* GIVEN PROBLEM *
Count the lines below that contain the word "wall" and reply with only that number.

━━━━━━━━━━━━━━━━

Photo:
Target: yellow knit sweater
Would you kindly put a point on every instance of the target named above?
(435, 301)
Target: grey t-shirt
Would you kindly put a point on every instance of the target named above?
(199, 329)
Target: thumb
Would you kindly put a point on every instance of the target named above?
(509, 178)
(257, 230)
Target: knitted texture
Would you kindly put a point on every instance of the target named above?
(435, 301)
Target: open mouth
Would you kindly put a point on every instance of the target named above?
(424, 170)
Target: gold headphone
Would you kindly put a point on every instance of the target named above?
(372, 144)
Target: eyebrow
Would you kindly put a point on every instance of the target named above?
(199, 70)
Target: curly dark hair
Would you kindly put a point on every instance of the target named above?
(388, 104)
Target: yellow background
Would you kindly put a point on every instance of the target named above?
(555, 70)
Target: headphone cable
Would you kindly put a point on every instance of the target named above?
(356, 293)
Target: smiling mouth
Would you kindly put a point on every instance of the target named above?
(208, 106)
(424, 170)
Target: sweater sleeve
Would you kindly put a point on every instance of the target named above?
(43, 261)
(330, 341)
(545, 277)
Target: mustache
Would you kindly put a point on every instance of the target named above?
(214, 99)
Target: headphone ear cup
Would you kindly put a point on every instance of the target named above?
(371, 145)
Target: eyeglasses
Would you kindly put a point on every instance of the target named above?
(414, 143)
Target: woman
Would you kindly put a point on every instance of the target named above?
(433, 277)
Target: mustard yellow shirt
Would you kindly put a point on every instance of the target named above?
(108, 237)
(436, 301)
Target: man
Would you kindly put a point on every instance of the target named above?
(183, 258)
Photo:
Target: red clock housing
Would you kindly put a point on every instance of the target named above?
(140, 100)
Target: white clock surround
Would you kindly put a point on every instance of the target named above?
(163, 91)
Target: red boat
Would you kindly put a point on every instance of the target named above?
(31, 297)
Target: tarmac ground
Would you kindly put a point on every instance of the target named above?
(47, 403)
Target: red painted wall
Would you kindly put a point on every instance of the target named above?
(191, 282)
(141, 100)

━━━━━━━━━━━━━━━━

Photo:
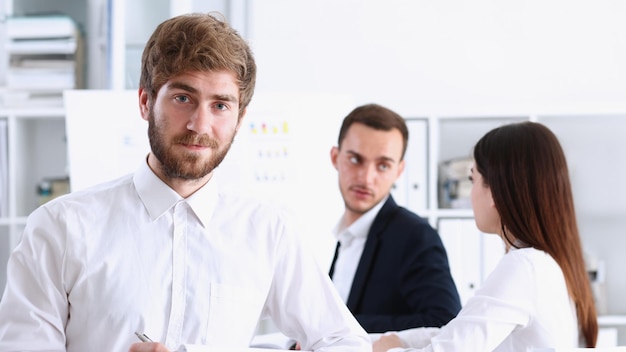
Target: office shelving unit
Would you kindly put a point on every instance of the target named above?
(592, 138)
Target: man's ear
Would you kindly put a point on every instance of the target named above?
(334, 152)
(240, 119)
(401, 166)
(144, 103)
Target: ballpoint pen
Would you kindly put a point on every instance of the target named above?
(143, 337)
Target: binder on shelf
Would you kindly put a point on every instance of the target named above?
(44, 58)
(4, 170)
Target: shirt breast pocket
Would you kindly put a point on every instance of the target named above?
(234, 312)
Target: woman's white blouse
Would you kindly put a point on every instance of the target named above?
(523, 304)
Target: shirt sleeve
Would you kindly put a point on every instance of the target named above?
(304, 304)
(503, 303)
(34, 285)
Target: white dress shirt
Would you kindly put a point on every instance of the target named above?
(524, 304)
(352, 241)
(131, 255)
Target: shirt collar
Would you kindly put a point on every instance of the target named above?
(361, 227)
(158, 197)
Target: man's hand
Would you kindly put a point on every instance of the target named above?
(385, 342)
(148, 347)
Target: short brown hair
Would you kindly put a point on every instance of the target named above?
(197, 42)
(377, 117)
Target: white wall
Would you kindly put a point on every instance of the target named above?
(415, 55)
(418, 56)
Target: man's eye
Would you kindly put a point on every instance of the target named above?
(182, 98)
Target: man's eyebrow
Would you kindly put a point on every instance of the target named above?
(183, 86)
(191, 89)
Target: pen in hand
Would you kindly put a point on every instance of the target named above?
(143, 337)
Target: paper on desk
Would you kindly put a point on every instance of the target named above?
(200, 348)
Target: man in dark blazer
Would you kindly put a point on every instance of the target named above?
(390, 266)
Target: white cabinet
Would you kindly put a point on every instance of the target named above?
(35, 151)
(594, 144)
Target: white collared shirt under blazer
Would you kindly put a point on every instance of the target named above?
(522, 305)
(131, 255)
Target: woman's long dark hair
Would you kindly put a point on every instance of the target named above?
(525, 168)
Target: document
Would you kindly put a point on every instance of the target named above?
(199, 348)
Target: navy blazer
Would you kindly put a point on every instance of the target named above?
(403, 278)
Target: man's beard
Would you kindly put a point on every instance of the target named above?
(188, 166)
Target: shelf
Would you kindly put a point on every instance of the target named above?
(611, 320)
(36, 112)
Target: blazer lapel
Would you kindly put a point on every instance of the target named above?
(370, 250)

━━━━━━━━━━━━━━━━

* ANSWER FOR THIS EXERCISE *
2